Direction 1 →
Convert the rows below into a JSON list of strings, with one string for each line and no strings for blank lines. Leave the pictures out of the answer.

# Trick Club: December 2020



## AliFenrisMom (Sep 14, 2020)

This is something we are already working on, so this will be fun!!


----------



## Basil_the_Spoo (Sep 1, 2020)

We're going to give this months trick a whirl. I'll need to reread the website again before giving Basil breakfast so we're both dialed in.


----------



## Skylar (Jul 29, 2016)

Very timely trick that can save your dog


----------



## PeggyTheParti (Sep 5, 2019)

Here's Peggy practising:






I mix it up. Sometimes she gets the original item (like in that video), and sometimes she doesn't. When she does, it's not automatic; she doesn't get to race for it, unprompted. I use the "Get it" command after she's been rewarded.

Another way I mix it up is by sometimes picking up the item _before_ she gets a reward. Sometimes she gets the original item after. Sometimes she doesn't.

I practise those variations in moderation, and always with a jackpot reward of treats and play. That's because Peggy has shown a tendency to guard some resources, and I don't want to trigger any of that anxiety by training. In fact, I want to do the opposite.

If your poodle is prone to resource guarding (something you may not know until you inadvertently trigger it) tread lightly and playfully with this stuff. In fact, we should all tread lightly and playfully.

I'm not a trainer, but in my personal experience, to be most effective, the words "Leave it!" (or whatever will roll best off your tongue in an emergency) should have the same impact as "_Let's play with this cool toy!_" or "_Want some yummy chicken??_" It should elicit anticipation.

That doesn't mean you're being permissive or wishy washy. It just means you're outsmarting your very smart poodle.


----------



## codys_mom (Jul 22, 2020)

Don't have time to watch that video right now, but I want to soon! Cody is good at "leave it" in training sessions but is not reliable in real life. And he eats _everything_ so we need to work on generalizing this!


----------



## AbBen (May 31, 2020)

We practiced with our highest value food tonight. Cheese!!


----------



## PeggyTheParti (Sep 5, 2019)

codys_mom said:


> Don't have time to watch that video right now, but I want to soon! Cody is good at "leave it" in training sessions but is not reliable in real life. And he eats _everything_ so we need to work on generalizing this!


Best thing is to avoid walking in places with abundant temptation. That's just stressful for everyone. But for the occasional too-good-to-resist temptation? That's where I find my "waaait" command (my version of leave-it) works best. We practise it during play:

I toss something for her to retrieve, but occasionally I say "waaaait" before she reaches it. For turning back to me, she gets a BIG reward (an even better toy, a handful of treats instead of the single treat I tossed, etc.) and, most times, I let her go after the original item, too.

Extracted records
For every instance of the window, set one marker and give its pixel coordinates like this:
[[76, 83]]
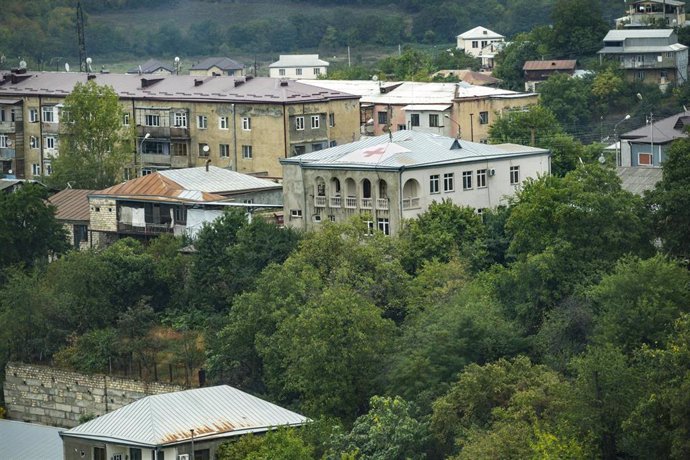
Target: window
[[152, 120], [481, 178], [180, 119], [384, 226], [434, 183], [179, 149], [514, 175], [299, 123], [466, 180], [448, 179], [644, 159], [414, 119], [49, 114], [383, 118]]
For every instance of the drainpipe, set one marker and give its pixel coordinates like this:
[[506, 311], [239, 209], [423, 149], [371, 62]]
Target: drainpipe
[[234, 136]]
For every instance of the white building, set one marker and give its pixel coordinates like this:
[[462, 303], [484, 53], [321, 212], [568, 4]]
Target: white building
[[396, 177], [475, 40], [298, 66]]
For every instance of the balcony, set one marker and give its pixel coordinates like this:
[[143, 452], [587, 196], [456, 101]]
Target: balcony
[[155, 158], [148, 229], [7, 154], [411, 203]]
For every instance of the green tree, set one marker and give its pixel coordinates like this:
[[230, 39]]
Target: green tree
[[29, 232], [670, 201], [389, 431], [95, 147]]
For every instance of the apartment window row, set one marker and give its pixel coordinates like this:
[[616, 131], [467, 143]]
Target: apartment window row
[[315, 122]]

Direction 2 →
Revise the passage of the forum thread starting with "I mix it up." and going on through "lightly and playfully.", and put "small doses" where "moderation" stands.

Task answer 1 →
[
  "For every instance of the window, set one marker and give its pixel coordinates like this:",
  "[[76, 83]]",
  "Target: window",
  "[[152, 120], [481, 178], [180, 119], [384, 226], [434, 183], [179, 149], [514, 175], [299, 123], [466, 180], [448, 179], [644, 159], [414, 119], [49, 114], [383, 118]]",
  "For every instance of the drainpipe, set one marker and give its pixel coordinates like this:",
  "[[506, 311], [239, 209], [423, 149], [371, 62]]",
  "Target: drainpipe",
  "[[234, 136]]",
  "For every instance of the white building, set one marker and give its pixel coordinates like this:",
  "[[462, 303], [484, 53], [321, 212], [568, 4]]",
  "Target: white building",
  "[[396, 177], [475, 40], [298, 66]]",
  "For every instance of the balcony, set one marker and give its pixel coordinates like this:",
  "[[143, 452], [587, 196], [456, 101]]",
  "Target: balcony",
  "[[155, 158], [148, 229], [7, 154], [411, 203]]",
  "For every instance of the green tree, set one marker and give its pixel coordinates like this:",
  "[[230, 39]]",
  "Target: green tree",
  "[[29, 232], [670, 201], [389, 431], [95, 147]]",
  "For every instance of the apartment window row, set one marker and give its pixel coordinates like this:",
  "[[616, 131], [467, 143]]",
  "Target: apartment window row",
  "[[315, 122]]"
]

Task answer 2 →
I mix it up. Sometimes she gets the original item (like in that video), and sometimes she doesn't. When she does, it's not automatic; she doesn't get to race for it, unprompted. I use the "Get it" command after she's been rewarded.

Another way I mix it up is by sometimes picking up the item _before_ she gets a reward. Sometimes she gets the original item after. Sometimes she doesn't.

I practise those variations in small doses, and always with a jackpot reward of treats and play. That's because Peggy has shown a tendency to guard some resources, and I don't want to trigger any of that anxiety by training. In fact, I want to do the opposite.

If your poodle is prone to resource guarding (something you may not know until you inadvertently trigger it) tread lightly and playfully with this stuff. In fact, we should all tread lightly and playfully.